To do: Copy the passage about the RethinkX report from "The 72-page report" to "and autonomous vehicles.", swapping every "market forces" for "free competition".

Text passage:
>>
The report said the greatest barrier to fighting climate change was society's "mindset". Photo / Jason Oxenham
Most of the world's carbon emission reductions in the next 15 years can be achieved by ending vertically-integrated energy monopolies and removing livestock farming subsidies and protections, and regulatory hurdles for electric and self-drive vehicles.
This is the conclusion of a new report from San Francisco independent technology disruption thinktank RethinkX, which says 90 per cent of emissions from the carbon-intensive energy, transportation and food industries could be eliminated by 2035 largely by removing barriers to market forces, rather than through "onerous" state interventions.
The 72-page report urges policymakers to accelerate deployment of the highest impact disruptive technologies already existing rather than the "whack a mole" approaches of techno-fixes like clean coal, behaviour change or carbon taxes "which only treat symptoms and cannot solve the underlying problem".
"This means the bulk of emissions reductions can be achieved largely by removing barriers to market forces, rather than through onerous state interventions. This includes ending vertically-integrated utility monopolies in the energy sector, removing livestock farming subsidies in the food sector, and eradicating regulatory hurdles to electric and autonomous vehicles.
"Giving up economic prosperity now to solve climate change has the problem backwards," said RethinkX co-founder and report co-author James Arbib.
"We could end up destroying the capital needed to build out the new energy, transportation and food systems, which would protect the very incumbent carbon-intensive industries we need to replace.
"The focus should be on enabling the disruptions that are best poised to transform these three sectors currently responsible for over 90 per cent of emissions," said Arbib, a London-based technology investor who founded RethinkX with Silicon Valley entrepreneur and educator Tony Seba, to analyse and forecast the speed and scale of technology disruption and its societal implications.
<<
The data:
>>
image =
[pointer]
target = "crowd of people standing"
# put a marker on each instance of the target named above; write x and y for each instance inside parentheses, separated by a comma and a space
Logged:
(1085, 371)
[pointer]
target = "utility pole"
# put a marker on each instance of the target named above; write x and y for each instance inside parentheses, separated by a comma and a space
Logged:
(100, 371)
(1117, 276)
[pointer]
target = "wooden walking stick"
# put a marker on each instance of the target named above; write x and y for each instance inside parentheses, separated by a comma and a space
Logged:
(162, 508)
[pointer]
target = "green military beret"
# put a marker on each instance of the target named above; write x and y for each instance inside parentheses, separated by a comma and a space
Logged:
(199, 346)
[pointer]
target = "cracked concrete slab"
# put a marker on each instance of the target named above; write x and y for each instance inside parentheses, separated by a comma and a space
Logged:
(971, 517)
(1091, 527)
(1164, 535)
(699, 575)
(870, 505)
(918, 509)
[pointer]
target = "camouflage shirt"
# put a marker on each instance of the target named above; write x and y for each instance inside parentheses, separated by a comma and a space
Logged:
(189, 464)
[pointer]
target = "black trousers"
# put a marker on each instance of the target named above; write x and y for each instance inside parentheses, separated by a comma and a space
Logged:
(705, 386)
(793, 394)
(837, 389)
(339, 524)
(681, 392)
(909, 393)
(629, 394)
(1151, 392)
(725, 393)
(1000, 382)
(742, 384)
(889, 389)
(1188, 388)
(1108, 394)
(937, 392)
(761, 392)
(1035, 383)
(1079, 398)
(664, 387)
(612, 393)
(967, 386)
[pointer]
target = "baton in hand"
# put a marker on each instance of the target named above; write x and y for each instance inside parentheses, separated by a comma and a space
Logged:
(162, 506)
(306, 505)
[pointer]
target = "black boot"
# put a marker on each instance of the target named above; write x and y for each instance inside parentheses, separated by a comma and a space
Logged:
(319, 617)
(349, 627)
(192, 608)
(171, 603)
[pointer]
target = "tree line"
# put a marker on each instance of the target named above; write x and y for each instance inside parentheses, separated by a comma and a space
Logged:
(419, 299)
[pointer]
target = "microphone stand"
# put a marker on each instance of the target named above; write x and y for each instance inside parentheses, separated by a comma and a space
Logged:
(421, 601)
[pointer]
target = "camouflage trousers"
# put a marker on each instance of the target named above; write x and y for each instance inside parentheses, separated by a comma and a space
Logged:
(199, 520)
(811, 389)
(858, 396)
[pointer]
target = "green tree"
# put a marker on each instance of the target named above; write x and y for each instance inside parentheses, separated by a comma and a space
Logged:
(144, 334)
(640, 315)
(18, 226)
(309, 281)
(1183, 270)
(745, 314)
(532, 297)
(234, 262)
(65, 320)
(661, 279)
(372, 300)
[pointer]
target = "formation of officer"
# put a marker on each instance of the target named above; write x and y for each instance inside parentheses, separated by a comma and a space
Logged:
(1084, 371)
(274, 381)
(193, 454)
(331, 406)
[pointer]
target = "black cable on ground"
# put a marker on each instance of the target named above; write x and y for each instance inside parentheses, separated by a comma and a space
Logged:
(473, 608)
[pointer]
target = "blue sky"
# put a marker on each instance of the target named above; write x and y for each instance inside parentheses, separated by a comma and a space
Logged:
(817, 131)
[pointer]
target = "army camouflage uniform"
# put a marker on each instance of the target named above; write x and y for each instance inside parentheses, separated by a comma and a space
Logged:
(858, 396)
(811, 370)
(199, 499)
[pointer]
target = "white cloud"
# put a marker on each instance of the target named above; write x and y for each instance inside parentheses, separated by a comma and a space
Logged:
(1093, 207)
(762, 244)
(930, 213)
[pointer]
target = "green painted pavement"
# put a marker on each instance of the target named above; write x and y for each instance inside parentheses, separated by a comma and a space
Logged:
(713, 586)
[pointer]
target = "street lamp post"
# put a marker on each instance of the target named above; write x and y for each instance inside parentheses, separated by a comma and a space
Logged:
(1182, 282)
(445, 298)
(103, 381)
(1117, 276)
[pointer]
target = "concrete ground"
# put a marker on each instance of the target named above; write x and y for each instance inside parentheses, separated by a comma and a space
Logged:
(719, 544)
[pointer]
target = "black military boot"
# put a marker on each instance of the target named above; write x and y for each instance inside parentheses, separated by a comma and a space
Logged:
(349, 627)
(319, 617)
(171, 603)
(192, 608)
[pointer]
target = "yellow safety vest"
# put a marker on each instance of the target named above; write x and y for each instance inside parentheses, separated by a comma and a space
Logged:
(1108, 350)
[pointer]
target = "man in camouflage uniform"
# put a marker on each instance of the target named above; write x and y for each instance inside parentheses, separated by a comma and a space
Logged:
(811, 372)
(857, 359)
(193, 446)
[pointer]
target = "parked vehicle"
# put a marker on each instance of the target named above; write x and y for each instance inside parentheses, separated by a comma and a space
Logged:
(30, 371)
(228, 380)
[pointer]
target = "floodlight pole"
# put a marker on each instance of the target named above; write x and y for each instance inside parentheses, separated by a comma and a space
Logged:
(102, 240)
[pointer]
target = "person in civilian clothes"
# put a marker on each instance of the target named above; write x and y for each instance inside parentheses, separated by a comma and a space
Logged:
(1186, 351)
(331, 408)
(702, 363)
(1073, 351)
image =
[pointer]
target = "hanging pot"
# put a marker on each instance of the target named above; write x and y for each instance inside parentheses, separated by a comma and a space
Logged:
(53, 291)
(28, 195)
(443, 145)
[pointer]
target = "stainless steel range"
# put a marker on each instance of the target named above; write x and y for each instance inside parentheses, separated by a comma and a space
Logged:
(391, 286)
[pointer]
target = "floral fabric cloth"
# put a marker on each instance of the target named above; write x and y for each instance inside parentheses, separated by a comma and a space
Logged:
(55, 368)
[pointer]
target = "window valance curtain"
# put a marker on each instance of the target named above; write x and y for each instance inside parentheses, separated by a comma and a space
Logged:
<<
Task output:
The 72-page report urges policymakers to accelerate deployment of the highest impact disruptive technologies already existing rather than the "whack a mole" approaches of techno-fixes like clean coal, behaviour change or carbon taxes "which only treat symptoms and cannot solve the underlying problem".
"This means the bulk of emissions reductions can be achieved largely by removing barriers to free competition, rather than through onerous state interventions. This includes ending vertically-integrated utility monopolies in the energy sector, removing livestock farming subsidies in the food sector, and eradicating regulatory hurdles to electric and autonomous vehicles.